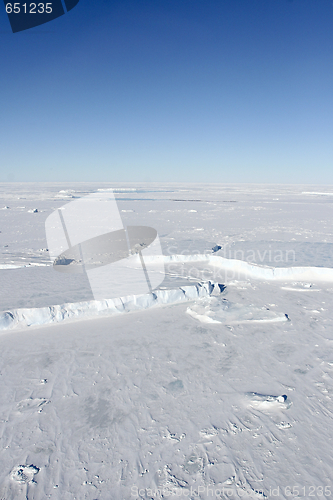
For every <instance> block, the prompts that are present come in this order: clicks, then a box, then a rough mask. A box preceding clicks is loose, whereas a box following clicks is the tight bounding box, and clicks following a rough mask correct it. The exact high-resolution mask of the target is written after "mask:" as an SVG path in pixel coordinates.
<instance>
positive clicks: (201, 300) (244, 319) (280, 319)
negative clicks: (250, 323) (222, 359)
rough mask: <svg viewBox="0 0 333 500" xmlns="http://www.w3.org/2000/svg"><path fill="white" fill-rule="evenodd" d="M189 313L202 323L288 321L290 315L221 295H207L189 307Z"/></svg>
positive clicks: (236, 322)
mask: <svg viewBox="0 0 333 500" xmlns="http://www.w3.org/2000/svg"><path fill="white" fill-rule="evenodd" d="M186 312H187V314H189V315H190V316H192V317H193V318H194V319H196V320H198V321H200V322H201V323H223V324H227V325H230V324H241V323H276V322H280V321H288V316H287V315H286V314H283V313H277V312H275V311H271V310H269V309H267V307H255V306H251V305H249V306H244V305H242V304H236V303H232V302H229V301H228V300H227V299H224V298H221V297H205V298H203V299H201V300H200V301H198V302H197V303H196V304H193V305H192V306H190V307H188V308H187V310H186Z"/></svg>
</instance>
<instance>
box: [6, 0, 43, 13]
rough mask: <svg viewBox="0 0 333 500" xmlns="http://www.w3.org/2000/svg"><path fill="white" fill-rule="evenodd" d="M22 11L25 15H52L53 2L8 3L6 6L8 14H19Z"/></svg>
mask: <svg viewBox="0 0 333 500" xmlns="http://www.w3.org/2000/svg"><path fill="white" fill-rule="evenodd" d="M21 9H22V11H23V12H24V14H28V13H29V14H37V13H38V14H44V12H45V13H46V14H51V12H52V2H49V3H38V4H36V3H28V4H27V3H23V4H20V3H7V4H6V12H7V14H11V13H12V12H13V13H14V14H19V13H20V12H21Z"/></svg>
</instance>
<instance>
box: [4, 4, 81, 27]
mask: <svg viewBox="0 0 333 500" xmlns="http://www.w3.org/2000/svg"><path fill="white" fill-rule="evenodd" d="M78 3H79V0H64V3H63V2H62V0H53V1H52V2H38V1H37V2H8V1H7V0H4V4H5V9H6V13H7V16H8V19H9V22H10V25H11V28H12V31H13V33H17V32H18V31H23V30H27V29H30V28H34V27H36V26H39V25H41V24H44V23H48V22H49V21H53V19H56V18H57V17H60V16H62V15H64V14H65V13H66V12H68V11H70V10H72V9H73V8H74V7H75V6H76V5H77V4H78Z"/></svg>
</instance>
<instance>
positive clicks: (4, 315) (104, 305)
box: [0, 281, 221, 330]
mask: <svg viewBox="0 0 333 500" xmlns="http://www.w3.org/2000/svg"><path fill="white" fill-rule="evenodd" d="M220 291H221V285H219V284H218V283H214V282H212V281H208V282H207V283H198V284H196V285H194V286H183V287H181V288H176V289H172V290H156V291H155V292H153V293H149V294H144V295H130V296H127V297H119V298H115V299H105V300H89V301H86V302H75V303H67V304H62V305H54V306H48V307H40V308H30V309H13V310H12V311H5V312H2V313H0V330H8V329H12V328H17V327H28V326H36V325H45V324H49V323H60V322H61V321H65V320H69V319H85V318H93V317H96V316H112V315H114V314H122V313H127V312H131V311H138V310H141V309H148V308H150V307H153V306H158V305H164V304H176V303H180V302H186V301H190V300H197V299H200V298H202V297H205V296H209V295H210V294H211V293H213V292H214V293H219V292H220Z"/></svg>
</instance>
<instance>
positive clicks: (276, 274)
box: [0, 254, 333, 282]
mask: <svg viewBox="0 0 333 500" xmlns="http://www.w3.org/2000/svg"><path fill="white" fill-rule="evenodd" d="M145 262H146V263H154V262H163V263H164V264H169V263H186V262H205V263H207V264H208V265H211V266H214V267H218V268H220V269H224V270H227V271H232V272H238V273H239V274H244V275H246V277H247V278H254V279H263V280H269V281H328V282H333V268H331V267H310V266H302V267H296V266H295V267H264V266H258V265H255V264H249V263H248V262H246V261H244V260H238V259H227V258H226V257H220V256H217V255H209V254H195V255H170V256H168V255H159V256H145ZM32 265H40V266H51V265H52V264H51V263H50V264H36V263H34V264H32V263H31V264H24V265H23V266H22V265H11V264H1V265H0V269H14V268H15V269H16V268H18V267H30V266H32Z"/></svg>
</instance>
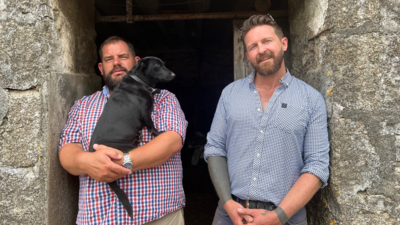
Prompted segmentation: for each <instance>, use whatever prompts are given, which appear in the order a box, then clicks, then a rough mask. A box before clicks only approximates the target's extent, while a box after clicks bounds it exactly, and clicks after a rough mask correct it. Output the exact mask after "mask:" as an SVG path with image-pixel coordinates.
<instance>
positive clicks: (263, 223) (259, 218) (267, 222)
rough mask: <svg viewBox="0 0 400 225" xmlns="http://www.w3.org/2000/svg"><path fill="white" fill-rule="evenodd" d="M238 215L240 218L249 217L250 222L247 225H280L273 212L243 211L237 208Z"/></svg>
mask: <svg viewBox="0 0 400 225" xmlns="http://www.w3.org/2000/svg"><path fill="white" fill-rule="evenodd" d="M237 211H238V214H239V215H240V216H242V217H243V216H251V217H252V218H253V221H252V222H250V221H249V222H248V223H247V224H248V225H281V221H279V218H278V216H277V215H276V213H275V212H274V211H268V210H266V209H244V208H239V209H238V210H237Z"/></svg>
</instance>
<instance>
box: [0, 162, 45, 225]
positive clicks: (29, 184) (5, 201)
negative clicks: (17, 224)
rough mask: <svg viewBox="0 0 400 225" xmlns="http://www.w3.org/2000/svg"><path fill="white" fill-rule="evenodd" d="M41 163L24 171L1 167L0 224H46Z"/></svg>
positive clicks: (42, 175)
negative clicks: (0, 219) (0, 210)
mask: <svg viewBox="0 0 400 225" xmlns="http://www.w3.org/2000/svg"><path fill="white" fill-rule="evenodd" d="M44 163H45V162H44V161H40V162H38V163H37V164H35V166H34V167H27V168H11V167H3V166H0V190H1V192H0V208H1V213H0V218H1V224H45V223H44V221H45V218H46V207H45V206H46V205H45V201H46V193H45V189H44V186H45V176H43V170H42V167H43V166H44Z"/></svg>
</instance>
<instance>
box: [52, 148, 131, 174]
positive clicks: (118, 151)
mask: <svg viewBox="0 0 400 225" xmlns="http://www.w3.org/2000/svg"><path fill="white" fill-rule="evenodd" d="M94 149H95V150H96V151H95V152H85V151H84V150H83V147H82V144H80V143H69V144H66V145H64V146H63V147H62V148H61V149H60V152H59V157H60V162H61V165H62V166H63V167H64V169H66V170H67V171H68V172H69V173H71V174H72V175H76V176H78V175H84V174H87V175H89V176H90V177H91V178H93V179H95V180H98V181H101V182H112V181H114V180H117V179H119V178H121V177H123V176H125V175H127V174H129V173H130V172H131V171H130V170H129V169H126V168H124V167H122V166H121V165H122V161H123V159H122V152H121V151H119V150H117V149H114V148H110V147H107V146H104V145H94ZM113 160H115V162H114V161H113ZM117 163H119V164H117Z"/></svg>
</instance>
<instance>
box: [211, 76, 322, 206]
mask: <svg viewBox="0 0 400 225" xmlns="http://www.w3.org/2000/svg"><path fill="white" fill-rule="evenodd" d="M280 82H281V83H282V85H281V86H279V87H278V88H277V89H276V91H275V92H274V94H273V95H272V97H271V99H270V100H269V102H268V105H267V106H266V107H265V109H264V111H263V110H262V109H261V100H260V97H259V94H258V92H257V89H256V88H255V86H254V72H253V73H252V74H250V75H249V76H248V77H246V78H243V79H240V80H237V81H235V82H233V83H231V84H230V85H228V86H227V87H226V88H225V89H224V90H223V92H222V95H221V97H220V100H219V103H218V106H217V110H216V112H215V115H214V120H213V123H212V126H211V130H210V132H209V133H208V135H207V144H206V146H205V153H204V158H205V159H207V158H208V157H210V156H223V157H226V158H227V163H228V170H229V178H230V184H231V192H232V194H234V195H235V196H237V197H238V198H241V199H245V200H257V201H263V202H273V203H274V204H275V205H279V204H280V202H281V201H282V199H283V198H284V197H285V196H286V194H287V193H288V191H289V190H290V188H291V187H292V186H293V184H294V183H295V182H296V181H297V179H298V178H299V177H300V175H301V174H302V173H311V174H314V175H315V176H317V177H318V178H320V179H321V181H322V182H323V187H325V186H326V185H327V180H328V177H329V169H328V166H329V141H328V131H327V115H326V106H325V101H324V99H323V97H322V95H321V94H320V93H319V92H318V91H316V90H315V89H314V88H312V87H311V86H309V85H307V84H306V83H304V82H303V81H301V80H299V79H297V78H295V77H293V76H292V75H290V73H289V71H287V73H286V75H285V76H284V77H283V78H282V79H281V80H280ZM304 214H305V213H304Z"/></svg>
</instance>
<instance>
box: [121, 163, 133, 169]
mask: <svg viewBox="0 0 400 225" xmlns="http://www.w3.org/2000/svg"><path fill="white" fill-rule="evenodd" d="M122 166H123V167H125V168H127V169H130V170H132V167H133V165H132V163H124V164H123V165H122Z"/></svg>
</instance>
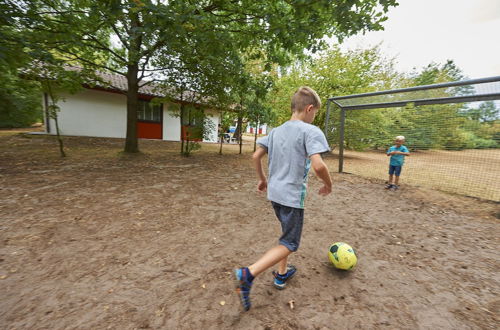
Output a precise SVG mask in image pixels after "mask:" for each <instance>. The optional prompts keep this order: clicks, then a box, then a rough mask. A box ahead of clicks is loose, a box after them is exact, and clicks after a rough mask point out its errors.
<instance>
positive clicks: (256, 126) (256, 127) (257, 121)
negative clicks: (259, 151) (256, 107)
mask: <svg viewBox="0 0 500 330" xmlns="http://www.w3.org/2000/svg"><path fill="white" fill-rule="evenodd" d="M258 130H259V121H258V120H257V125H256V127H255V139H254V140H253V152H255V150H257V131H258Z"/></svg>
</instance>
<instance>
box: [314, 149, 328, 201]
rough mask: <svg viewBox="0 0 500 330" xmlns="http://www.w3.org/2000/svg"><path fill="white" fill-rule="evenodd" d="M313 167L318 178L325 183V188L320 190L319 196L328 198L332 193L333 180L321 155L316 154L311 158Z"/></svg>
mask: <svg viewBox="0 0 500 330" xmlns="http://www.w3.org/2000/svg"><path fill="white" fill-rule="evenodd" d="M310 158H311V166H312V168H313V170H314V173H316V176H317V177H318V178H320V180H321V181H323V187H321V188H320V189H319V194H320V195H323V196H326V195H328V194H329V193H331V192H332V178H331V177H330V172H329V171H328V167H327V166H326V164H325V162H324V161H323V158H321V155H320V154H314V155H312V156H311V157H310Z"/></svg>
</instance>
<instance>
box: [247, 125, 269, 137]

- **WORK INSTRUCTIONS**
Across the material above, how many lines include the string "image"? Only the number is wanted.

- **RESULT OF THE EXERCISE**
2